Work task ▸ Scan the entries line by line and return those with "below".

Records shown ▸
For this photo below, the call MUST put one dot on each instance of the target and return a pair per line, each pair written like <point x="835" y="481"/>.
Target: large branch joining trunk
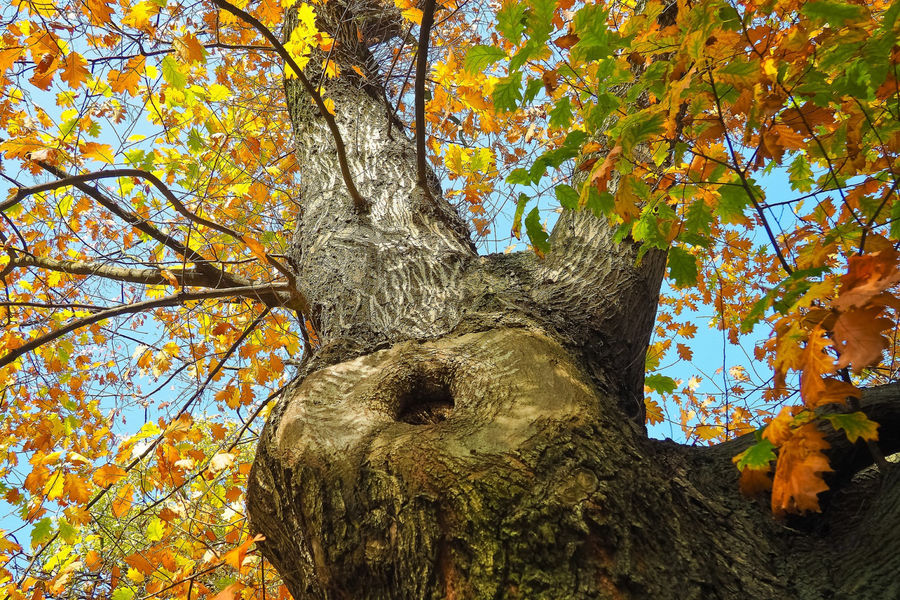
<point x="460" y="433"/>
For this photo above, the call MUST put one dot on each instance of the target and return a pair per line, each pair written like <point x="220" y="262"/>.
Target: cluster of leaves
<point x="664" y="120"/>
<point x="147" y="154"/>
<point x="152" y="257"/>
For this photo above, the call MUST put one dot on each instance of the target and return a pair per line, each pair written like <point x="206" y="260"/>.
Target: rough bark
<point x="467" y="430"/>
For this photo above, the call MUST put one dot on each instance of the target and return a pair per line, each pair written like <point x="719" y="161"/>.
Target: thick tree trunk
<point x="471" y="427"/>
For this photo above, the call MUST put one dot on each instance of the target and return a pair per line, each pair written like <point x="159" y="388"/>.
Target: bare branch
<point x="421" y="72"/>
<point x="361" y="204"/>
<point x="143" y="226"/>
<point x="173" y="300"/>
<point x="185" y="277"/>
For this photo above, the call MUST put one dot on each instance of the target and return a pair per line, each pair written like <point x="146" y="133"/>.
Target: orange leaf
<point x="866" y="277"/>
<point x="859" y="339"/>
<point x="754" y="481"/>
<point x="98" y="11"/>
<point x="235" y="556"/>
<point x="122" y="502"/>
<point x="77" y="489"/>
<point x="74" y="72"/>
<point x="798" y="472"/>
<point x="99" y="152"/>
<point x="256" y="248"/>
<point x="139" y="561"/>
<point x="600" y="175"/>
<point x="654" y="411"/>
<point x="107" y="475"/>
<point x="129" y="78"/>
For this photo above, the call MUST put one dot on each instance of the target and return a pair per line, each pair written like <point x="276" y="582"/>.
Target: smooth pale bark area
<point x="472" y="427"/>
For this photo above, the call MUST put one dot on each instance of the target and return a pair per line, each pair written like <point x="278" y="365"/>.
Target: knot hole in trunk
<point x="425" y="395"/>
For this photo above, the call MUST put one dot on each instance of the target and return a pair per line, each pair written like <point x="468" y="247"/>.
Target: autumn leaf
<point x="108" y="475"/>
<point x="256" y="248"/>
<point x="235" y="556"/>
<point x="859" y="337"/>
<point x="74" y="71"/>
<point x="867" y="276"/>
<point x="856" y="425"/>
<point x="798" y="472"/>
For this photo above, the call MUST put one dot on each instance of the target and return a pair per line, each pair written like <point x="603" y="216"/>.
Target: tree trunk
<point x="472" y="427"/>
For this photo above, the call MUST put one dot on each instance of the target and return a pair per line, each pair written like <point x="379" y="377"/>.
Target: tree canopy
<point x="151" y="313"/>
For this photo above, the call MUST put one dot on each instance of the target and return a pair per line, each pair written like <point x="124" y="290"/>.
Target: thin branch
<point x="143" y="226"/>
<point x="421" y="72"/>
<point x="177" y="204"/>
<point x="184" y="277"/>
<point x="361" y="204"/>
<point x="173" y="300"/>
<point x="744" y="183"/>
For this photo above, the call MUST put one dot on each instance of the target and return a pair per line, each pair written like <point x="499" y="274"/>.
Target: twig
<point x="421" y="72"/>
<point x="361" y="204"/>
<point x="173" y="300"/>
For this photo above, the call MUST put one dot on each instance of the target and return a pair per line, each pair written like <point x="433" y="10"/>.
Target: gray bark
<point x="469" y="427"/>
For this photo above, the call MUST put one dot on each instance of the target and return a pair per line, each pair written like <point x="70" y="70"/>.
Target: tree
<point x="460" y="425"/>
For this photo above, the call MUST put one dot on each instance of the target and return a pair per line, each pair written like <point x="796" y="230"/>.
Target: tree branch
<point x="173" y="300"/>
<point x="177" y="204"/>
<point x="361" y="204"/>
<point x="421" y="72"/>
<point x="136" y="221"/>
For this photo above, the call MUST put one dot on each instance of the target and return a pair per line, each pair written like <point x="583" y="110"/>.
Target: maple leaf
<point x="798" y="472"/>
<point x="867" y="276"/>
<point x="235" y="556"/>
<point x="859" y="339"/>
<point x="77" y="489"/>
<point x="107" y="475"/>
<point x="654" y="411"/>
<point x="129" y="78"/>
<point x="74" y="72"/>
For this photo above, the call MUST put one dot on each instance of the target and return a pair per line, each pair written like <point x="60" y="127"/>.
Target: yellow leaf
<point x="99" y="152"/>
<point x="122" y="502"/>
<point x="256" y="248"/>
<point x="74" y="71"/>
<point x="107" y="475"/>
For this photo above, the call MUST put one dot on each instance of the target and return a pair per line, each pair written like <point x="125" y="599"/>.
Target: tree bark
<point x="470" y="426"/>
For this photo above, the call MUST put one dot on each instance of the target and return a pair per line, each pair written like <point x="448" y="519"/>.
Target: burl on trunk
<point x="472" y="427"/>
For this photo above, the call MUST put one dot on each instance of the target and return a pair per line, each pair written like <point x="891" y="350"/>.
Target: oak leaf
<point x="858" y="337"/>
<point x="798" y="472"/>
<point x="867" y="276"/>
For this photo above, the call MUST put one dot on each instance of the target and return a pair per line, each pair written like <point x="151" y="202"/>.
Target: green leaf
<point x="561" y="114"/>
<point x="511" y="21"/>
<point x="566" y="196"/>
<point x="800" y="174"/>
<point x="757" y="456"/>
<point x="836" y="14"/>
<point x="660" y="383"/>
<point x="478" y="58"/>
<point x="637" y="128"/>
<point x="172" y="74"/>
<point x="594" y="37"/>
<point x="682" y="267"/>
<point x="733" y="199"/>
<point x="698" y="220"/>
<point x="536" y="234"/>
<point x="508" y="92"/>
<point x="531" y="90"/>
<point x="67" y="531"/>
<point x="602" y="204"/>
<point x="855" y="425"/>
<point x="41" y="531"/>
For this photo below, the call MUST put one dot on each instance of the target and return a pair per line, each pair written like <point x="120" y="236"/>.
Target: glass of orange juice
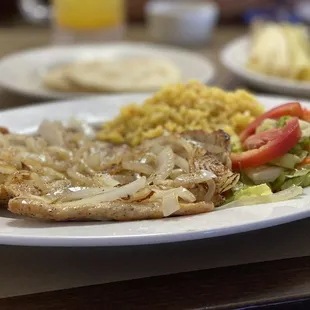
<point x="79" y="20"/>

Answer to this exercise ▸
For this photo below, the call MUST put one dot on each instance of the target and return a pair per line, each pair written like <point x="835" y="481"/>.
For this photo below, the call MUST put one dot on each instance of the target and return a pair per line, each pair written like <point x="120" y="236"/>.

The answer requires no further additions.